▸ **Task prompt**: Can you reproduce, word for word, everything from the line containing "Where can the eyelash" down to the end of the records below, with both ends included?

▸ **Location annotation dataset excerpts**:
++++

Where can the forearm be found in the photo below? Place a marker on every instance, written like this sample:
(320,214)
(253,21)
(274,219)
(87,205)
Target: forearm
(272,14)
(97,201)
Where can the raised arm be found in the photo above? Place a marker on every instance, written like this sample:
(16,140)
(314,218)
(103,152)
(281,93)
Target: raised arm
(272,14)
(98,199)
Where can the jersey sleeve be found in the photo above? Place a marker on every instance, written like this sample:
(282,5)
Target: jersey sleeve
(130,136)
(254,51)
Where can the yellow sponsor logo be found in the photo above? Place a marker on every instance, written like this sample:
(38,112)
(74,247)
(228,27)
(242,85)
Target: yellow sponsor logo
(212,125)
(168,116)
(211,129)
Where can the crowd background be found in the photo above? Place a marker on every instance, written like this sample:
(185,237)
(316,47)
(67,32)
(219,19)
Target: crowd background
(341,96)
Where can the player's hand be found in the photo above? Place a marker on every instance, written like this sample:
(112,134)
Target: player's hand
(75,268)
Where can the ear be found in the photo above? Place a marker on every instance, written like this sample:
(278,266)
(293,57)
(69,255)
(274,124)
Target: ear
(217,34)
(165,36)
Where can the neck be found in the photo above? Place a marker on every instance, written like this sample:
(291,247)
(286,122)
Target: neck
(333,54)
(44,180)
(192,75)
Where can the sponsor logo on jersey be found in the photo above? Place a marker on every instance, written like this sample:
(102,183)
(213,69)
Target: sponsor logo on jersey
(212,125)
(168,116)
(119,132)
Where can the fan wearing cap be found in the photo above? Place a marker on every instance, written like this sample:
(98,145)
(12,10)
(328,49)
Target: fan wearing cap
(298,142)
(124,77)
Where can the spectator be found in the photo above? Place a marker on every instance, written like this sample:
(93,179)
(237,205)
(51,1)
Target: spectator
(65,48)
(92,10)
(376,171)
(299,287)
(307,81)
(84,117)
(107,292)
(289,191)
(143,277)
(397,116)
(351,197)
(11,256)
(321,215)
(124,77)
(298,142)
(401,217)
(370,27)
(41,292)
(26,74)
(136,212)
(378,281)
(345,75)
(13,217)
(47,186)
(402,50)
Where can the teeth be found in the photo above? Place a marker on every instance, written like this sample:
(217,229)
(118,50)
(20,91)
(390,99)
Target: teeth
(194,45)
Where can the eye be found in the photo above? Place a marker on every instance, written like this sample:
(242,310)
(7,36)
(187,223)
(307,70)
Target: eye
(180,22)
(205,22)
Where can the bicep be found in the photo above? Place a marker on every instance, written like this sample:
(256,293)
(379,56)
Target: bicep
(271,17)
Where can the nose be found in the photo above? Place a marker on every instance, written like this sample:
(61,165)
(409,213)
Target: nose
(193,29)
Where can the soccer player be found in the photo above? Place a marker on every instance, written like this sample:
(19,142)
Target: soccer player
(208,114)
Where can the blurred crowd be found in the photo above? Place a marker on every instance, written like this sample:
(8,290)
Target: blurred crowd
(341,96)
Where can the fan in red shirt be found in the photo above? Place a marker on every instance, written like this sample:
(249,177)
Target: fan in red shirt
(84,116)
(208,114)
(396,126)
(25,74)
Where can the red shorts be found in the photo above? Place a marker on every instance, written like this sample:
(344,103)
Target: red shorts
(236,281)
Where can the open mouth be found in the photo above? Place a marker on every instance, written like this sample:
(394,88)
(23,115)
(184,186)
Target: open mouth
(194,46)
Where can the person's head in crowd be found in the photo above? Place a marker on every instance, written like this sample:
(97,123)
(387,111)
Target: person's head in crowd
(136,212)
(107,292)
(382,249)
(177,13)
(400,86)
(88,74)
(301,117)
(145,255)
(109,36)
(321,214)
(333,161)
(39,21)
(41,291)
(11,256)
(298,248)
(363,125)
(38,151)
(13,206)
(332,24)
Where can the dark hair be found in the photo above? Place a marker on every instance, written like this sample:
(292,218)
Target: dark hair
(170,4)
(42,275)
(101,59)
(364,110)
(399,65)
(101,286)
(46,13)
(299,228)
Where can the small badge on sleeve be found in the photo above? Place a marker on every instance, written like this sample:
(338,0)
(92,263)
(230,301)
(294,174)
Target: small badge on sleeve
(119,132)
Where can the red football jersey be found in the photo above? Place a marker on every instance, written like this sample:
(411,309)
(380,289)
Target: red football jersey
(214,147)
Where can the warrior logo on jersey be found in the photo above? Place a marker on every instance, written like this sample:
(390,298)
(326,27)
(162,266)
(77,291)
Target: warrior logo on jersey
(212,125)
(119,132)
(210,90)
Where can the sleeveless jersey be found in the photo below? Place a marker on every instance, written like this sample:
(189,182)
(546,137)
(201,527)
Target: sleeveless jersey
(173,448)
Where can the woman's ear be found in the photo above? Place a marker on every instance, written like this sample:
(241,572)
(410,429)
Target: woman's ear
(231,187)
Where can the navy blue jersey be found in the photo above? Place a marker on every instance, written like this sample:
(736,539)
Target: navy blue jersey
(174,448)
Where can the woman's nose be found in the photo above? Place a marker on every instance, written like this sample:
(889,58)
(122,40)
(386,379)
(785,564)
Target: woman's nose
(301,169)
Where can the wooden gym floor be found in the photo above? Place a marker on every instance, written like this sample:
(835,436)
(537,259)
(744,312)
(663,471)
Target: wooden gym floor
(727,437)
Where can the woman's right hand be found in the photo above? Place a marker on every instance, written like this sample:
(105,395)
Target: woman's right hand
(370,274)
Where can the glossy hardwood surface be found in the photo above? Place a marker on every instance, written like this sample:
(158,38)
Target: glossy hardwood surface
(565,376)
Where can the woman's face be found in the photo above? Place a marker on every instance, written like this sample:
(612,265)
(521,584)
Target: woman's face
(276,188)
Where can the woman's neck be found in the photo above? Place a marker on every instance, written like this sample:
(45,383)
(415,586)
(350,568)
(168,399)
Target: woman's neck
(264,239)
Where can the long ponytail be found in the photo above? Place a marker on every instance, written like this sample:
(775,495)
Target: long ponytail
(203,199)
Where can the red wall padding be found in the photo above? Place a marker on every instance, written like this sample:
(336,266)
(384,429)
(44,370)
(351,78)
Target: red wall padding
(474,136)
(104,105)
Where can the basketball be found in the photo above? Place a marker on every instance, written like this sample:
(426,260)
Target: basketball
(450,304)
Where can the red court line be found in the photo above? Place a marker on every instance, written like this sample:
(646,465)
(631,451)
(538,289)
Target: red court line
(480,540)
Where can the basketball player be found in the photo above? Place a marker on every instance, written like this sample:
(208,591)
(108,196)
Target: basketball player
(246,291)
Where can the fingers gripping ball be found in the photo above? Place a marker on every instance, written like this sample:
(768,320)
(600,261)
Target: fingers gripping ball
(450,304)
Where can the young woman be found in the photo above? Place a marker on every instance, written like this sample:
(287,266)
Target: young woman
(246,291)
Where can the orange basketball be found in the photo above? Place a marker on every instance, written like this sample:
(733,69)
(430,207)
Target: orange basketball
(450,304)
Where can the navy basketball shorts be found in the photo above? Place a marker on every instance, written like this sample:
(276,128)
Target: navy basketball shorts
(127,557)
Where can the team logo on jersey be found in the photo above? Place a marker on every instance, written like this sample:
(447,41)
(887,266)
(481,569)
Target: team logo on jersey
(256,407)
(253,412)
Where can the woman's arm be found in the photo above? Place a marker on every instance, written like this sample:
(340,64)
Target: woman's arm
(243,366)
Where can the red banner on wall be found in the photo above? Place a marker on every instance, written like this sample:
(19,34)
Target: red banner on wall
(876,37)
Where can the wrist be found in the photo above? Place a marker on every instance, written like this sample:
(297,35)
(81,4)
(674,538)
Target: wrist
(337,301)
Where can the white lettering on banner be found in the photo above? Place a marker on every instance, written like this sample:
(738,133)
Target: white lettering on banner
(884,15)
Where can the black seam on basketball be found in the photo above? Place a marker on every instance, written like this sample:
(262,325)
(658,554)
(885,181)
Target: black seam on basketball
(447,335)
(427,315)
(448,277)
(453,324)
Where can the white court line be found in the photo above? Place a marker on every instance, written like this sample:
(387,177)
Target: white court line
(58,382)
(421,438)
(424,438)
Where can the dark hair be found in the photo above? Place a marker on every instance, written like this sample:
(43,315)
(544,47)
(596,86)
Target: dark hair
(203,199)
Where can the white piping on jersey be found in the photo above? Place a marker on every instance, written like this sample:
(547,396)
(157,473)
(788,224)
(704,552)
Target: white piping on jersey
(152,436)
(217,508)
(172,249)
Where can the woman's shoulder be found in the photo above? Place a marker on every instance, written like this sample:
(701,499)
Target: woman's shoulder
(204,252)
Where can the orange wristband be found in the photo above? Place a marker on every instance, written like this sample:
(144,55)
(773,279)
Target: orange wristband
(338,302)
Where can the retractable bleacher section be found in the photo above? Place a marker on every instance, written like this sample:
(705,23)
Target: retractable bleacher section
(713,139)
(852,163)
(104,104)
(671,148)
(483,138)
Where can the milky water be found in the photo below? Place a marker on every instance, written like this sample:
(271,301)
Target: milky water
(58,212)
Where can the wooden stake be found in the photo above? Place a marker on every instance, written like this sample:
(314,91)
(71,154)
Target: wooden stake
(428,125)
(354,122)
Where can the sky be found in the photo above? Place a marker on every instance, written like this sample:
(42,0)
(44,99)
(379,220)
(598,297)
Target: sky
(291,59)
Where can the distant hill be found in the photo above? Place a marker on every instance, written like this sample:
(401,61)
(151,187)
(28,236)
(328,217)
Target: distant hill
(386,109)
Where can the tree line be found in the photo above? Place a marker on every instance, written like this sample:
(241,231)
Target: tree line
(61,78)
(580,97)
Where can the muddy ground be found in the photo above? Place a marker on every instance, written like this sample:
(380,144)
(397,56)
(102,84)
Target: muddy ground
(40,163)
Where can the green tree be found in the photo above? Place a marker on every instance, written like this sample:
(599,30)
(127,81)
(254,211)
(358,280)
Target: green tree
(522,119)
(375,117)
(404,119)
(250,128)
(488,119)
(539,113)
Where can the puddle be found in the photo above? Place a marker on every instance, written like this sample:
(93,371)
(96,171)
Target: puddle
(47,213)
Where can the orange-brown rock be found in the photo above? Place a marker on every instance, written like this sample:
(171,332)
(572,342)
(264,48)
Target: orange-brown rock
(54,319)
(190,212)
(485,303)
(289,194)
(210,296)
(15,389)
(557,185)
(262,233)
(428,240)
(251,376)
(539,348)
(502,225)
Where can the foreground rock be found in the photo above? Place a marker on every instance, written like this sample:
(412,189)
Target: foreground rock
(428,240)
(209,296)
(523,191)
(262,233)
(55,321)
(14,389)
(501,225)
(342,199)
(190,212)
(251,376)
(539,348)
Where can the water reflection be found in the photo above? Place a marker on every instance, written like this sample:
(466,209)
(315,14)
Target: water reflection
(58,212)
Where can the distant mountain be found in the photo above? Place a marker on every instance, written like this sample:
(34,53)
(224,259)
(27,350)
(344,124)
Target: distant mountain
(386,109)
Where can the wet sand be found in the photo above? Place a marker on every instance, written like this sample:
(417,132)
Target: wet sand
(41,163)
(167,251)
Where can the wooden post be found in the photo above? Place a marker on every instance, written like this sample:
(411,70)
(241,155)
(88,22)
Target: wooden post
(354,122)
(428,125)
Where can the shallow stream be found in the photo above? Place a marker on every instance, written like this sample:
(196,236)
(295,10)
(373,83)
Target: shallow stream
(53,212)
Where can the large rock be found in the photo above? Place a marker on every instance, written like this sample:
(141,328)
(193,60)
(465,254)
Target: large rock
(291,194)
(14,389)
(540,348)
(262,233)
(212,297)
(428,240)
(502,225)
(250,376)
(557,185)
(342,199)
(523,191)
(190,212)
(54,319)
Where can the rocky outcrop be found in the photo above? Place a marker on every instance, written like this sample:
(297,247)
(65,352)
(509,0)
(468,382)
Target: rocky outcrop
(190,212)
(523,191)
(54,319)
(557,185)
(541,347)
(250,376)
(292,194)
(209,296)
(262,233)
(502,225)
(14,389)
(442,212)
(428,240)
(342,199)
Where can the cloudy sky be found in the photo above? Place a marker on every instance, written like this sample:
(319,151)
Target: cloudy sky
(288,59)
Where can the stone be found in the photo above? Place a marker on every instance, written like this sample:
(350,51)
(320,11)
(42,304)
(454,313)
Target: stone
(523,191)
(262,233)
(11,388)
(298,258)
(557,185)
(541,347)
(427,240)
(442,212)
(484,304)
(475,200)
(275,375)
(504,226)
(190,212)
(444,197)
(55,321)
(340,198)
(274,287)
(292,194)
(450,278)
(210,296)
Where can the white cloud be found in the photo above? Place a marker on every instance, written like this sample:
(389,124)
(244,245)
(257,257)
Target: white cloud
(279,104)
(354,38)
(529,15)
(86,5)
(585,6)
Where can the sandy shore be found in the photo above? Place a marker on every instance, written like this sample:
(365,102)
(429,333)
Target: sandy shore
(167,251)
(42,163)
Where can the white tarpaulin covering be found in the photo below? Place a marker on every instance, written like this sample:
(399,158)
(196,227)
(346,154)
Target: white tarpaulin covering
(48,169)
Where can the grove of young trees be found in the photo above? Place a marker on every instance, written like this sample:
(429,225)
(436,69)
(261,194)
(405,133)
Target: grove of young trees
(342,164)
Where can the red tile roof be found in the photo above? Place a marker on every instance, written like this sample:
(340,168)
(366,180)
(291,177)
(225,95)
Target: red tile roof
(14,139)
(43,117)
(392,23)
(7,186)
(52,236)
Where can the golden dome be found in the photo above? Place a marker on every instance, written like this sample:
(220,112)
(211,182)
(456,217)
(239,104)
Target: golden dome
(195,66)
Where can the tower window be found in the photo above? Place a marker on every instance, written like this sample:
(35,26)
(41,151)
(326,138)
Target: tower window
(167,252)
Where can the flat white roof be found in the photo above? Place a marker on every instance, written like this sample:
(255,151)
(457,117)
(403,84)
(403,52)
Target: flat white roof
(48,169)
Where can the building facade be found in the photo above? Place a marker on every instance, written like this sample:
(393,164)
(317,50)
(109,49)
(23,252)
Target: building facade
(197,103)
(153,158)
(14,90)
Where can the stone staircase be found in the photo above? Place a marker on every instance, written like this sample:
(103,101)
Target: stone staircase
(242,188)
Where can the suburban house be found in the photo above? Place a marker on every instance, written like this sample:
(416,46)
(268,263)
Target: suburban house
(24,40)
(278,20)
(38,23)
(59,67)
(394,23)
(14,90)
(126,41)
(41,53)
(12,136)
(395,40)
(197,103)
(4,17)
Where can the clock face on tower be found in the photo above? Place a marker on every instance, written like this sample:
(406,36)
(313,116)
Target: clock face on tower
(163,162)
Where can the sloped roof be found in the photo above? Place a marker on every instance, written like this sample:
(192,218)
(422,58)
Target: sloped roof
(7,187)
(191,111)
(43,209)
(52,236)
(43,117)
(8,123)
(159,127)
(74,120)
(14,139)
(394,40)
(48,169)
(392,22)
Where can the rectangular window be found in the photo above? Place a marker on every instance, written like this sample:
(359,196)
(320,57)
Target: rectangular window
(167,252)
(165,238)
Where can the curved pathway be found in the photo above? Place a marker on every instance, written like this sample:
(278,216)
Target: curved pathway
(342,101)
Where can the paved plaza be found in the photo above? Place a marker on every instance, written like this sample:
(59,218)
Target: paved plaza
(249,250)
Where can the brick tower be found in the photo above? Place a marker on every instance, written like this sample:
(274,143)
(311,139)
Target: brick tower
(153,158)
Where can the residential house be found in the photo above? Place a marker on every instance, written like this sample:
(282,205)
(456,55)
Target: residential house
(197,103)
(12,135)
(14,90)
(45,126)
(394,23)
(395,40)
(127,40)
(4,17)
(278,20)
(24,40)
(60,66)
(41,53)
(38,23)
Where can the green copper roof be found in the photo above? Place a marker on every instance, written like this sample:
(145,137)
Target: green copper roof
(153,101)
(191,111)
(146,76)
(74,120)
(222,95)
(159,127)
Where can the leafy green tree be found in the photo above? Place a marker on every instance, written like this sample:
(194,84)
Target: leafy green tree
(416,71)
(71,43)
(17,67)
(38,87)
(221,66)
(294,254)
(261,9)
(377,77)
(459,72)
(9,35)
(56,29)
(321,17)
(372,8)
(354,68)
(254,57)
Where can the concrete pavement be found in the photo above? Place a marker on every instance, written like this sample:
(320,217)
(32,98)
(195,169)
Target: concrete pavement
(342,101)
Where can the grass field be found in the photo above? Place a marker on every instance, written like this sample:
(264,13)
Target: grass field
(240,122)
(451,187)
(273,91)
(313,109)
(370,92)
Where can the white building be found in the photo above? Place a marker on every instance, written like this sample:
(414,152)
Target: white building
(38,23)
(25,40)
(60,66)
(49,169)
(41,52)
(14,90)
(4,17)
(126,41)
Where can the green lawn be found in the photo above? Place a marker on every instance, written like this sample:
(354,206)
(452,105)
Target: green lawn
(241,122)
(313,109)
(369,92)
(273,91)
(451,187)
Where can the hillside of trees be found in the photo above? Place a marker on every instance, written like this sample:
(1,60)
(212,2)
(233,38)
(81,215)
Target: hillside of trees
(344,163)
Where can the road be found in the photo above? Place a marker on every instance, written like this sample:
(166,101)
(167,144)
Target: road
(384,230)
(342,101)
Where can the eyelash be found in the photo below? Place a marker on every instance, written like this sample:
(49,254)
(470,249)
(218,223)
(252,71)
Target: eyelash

++++

▸ **Result of the exercise**:
Where can the eyelash be found in the photo below? Place a marker on every instance, written like this sample:
(49,254)
(470,249)
(218,223)
(252,71)
Target: eyelash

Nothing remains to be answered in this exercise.